INSTRUCTIONS FOR THE TASK » From the first line to the last, write out the material verbatim.

(DATA SHOWN begins)

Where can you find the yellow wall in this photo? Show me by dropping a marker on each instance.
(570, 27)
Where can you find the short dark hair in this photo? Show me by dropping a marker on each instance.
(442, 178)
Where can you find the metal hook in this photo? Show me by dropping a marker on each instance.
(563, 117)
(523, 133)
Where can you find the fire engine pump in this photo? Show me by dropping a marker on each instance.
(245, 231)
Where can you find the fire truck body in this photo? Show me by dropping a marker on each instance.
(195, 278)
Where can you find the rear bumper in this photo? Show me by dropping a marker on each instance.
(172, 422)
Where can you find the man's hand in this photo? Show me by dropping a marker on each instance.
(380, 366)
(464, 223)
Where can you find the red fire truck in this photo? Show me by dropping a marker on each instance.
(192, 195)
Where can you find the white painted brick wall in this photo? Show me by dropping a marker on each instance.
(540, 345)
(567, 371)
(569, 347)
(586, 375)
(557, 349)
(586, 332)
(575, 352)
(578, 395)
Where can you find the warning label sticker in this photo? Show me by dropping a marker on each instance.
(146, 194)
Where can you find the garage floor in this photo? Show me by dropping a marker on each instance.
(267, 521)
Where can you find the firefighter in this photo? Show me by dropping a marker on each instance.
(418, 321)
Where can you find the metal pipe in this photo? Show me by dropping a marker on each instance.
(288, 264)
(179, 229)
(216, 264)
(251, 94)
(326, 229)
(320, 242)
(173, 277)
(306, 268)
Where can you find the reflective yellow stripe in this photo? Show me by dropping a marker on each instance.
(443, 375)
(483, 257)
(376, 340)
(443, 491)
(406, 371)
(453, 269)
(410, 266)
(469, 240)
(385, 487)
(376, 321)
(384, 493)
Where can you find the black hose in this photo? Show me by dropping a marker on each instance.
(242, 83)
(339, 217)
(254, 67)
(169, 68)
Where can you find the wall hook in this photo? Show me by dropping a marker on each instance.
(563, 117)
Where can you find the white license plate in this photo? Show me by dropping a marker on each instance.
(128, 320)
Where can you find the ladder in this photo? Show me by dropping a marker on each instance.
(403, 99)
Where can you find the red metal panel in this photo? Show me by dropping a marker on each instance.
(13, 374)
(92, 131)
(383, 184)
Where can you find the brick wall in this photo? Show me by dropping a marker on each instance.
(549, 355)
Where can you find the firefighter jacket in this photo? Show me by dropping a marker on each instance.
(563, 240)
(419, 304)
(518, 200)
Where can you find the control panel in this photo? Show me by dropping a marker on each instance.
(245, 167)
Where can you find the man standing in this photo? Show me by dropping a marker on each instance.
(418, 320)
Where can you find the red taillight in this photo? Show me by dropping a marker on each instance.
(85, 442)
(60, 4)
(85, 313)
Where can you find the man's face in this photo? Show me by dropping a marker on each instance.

(DATA SHOWN ends)

THE COMPLETED TASK »
Where can you find the yellow wall in this photo? Show me by dropping a marker on each instance.
(570, 27)
Where can you find the short dark hair in this photo? Show me by dropping a marker on each instance.
(442, 178)
Where can you find the metal hook in this photo? Show me by dropping a marker on each instance.
(563, 117)
(523, 133)
Where can you find the fire engine pump in this photo? Show me by dropping a marker on each instance.
(245, 231)
Where can you find the fire truck body in this photo? Show me by dropping a marker on each instance.
(195, 278)
Where can you find the rear bumper in this photo? Show me by dropping a marker on each instance.
(172, 422)
Where can you find the man's hand in this photo? Show me by dropping a marker on each instance.
(380, 366)
(464, 223)
Where can you find the red fire truck in this photo? Show me by dropping a marker on each instance.
(192, 195)
Where can you find the white painted brick wall in this photo? Show me by dropping a marker on each instance.
(540, 345)
(567, 371)
(569, 347)
(586, 375)
(557, 349)
(586, 332)
(575, 352)
(578, 395)
Where can you find the warning label sticker in this photo? Show me by dropping a marker on each instance.
(146, 194)
Where can you find the garage floor in this photo? Show me by dropping a marker on each instance.
(267, 521)
Where can you find the firefighter in this photo? Show me by dropping a marker on each instance.
(418, 321)
Where can you find the metal pipe in this photo? Show me by dropping a marker on each instance.
(288, 264)
(179, 229)
(216, 264)
(251, 94)
(326, 229)
(320, 242)
(173, 277)
(306, 268)
Where can you find the reflective yellow stripe in this photo? Show me by dropping a marker on each instance.
(443, 375)
(483, 257)
(376, 340)
(443, 491)
(406, 371)
(453, 269)
(410, 266)
(469, 240)
(385, 487)
(376, 321)
(384, 493)
Where can you find the black hose in this photo? Show me by dropping a marker on each instance.
(242, 83)
(339, 217)
(254, 67)
(169, 68)
Where can you find the wall hook in this photo? Show me by dropping a marker on each instance.
(563, 117)
Where can you find the white license plate in this photo? Show me by dropping a marker on each instance.
(128, 320)
Where can you find the ladder in this photo? Show me by dropping a marker on each instance.
(403, 99)
Where can you find the red metal panel in this photo? Show me by dropping a marker on each instance.
(13, 374)
(92, 131)
(383, 184)
Where can you find the brick wall in this photo? Show me by dropping a marker on each instance.
(549, 355)
Where can you find the firefighter jacket in this photo? Show me by dropping a marker on each instance.
(563, 240)
(419, 304)
(518, 200)
Where can you find the control panel in this photo? Show me by dropping a marker on each instance.
(245, 167)
Where can you find the man standing in this photo? Show me by dropping a marker on each instance.
(418, 320)
Where can you find the red taillight in this photo? Show me by dropping a marker on each instance.
(85, 442)
(60, 4)
(85, 313)
Where can you find the man's face in this photo? Show me by dropping a marker on each instance.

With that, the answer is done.